**Written exercise**
Please write out the complete listing that follows, exactly as it reads.

**Given records**
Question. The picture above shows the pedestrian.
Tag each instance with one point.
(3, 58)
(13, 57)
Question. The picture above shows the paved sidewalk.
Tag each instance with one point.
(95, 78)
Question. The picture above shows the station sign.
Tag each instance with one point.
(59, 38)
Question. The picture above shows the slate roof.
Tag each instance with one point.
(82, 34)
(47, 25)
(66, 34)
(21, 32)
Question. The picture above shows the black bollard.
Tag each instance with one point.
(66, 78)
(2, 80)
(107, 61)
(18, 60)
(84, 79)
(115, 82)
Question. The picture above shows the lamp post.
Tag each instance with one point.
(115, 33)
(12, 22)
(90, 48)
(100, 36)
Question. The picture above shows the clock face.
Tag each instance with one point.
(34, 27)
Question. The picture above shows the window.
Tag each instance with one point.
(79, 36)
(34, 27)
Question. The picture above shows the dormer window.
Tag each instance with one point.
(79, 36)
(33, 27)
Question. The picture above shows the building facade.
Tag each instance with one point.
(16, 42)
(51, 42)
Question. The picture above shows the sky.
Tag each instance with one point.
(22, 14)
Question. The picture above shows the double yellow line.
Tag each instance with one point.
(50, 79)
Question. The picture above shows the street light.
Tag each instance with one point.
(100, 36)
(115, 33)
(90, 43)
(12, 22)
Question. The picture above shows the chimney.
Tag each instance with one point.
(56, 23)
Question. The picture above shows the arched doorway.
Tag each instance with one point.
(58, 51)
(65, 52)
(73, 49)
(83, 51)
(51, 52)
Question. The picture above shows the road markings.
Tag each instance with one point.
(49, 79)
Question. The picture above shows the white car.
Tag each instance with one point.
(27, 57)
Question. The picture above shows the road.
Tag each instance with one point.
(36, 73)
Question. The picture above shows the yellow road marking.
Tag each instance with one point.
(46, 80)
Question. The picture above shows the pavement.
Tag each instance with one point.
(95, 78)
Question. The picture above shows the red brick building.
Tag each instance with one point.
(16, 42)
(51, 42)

**Response to the exercise**
Question. The picture above shows the pedestrian.
Tag each instance with one point.
(3, 58)
(13, 57)
Question. The picture above shows the paved sidewalk.
Tag each instance with one point.
(95, 78)
Question. The picture above shows the station sign.
Tag each instance with one point.
(59, 38)
Question. The picture above shows the slate roof.
Tag each instance with one point.
(82, 34)
(47, 25)
(66, 34)
(21, 32)
Question. The picture above shows the black bollard.
Tag each instance with one point.
(66, 78)
(2, 80)
(107, 61)
(18, 60)
(84, 79)
(115, 82)
Question. The picture above shows the lamp post.
Tag each instance with one point.
(115, 33)
(12, 22)
(90, 48)
(100, 36)
Question. The picture above shows the clock face.
Tag each instance with one point.
(34, 27)
Question. The picture above shows the window.
Tag each instance with one point.
(79, 36)
(34, 27)
Question. The picture above shows the dormer window.
Tag each instance with one point.
(79, 36)
(33, 27)
Question. The picture above shows the building facade.
Tag each instance with one point.
(16, 42)
(51, 42)
Question. The picture above shows the sky.
Tag each instance with one point.
(22, 14)
Question. The picture above shows the double yellow line.
Tag each instance with one point.
(50, 79)
Question. The picture above shows the street light.
Tag each instance with one point.
(100, 36)
(115, 33)
(90, 43)
(12, 22)
Question. The picture above shows the chimney.
Tag each instance with one point.
(56, 23)
Question. The picture above shows the arched doorway.
Tag each instance with one point.
(58, 51)
(65, 52)
(73, 49)
(83, 51)
(51, 52)
Question. The picture above shows the road markings.
Tag each instance with one point.
(49, 79)
Question. The picture above shows the white car.
Tag each instance with one point.
(27, 57)
Question. The picture above shows the road.
Tag each instance with one point.
(36, 73)
Question. The picture above shows the yellow road marking.
Tag each instance with one point.
(46, 80)
Question. The picture above shows the pavement.
Tag each instance with one point.
(95, 78)
Question. The picture above shows the red brick building.
Tag each instance with one point.
(16, 42)
(51, 42)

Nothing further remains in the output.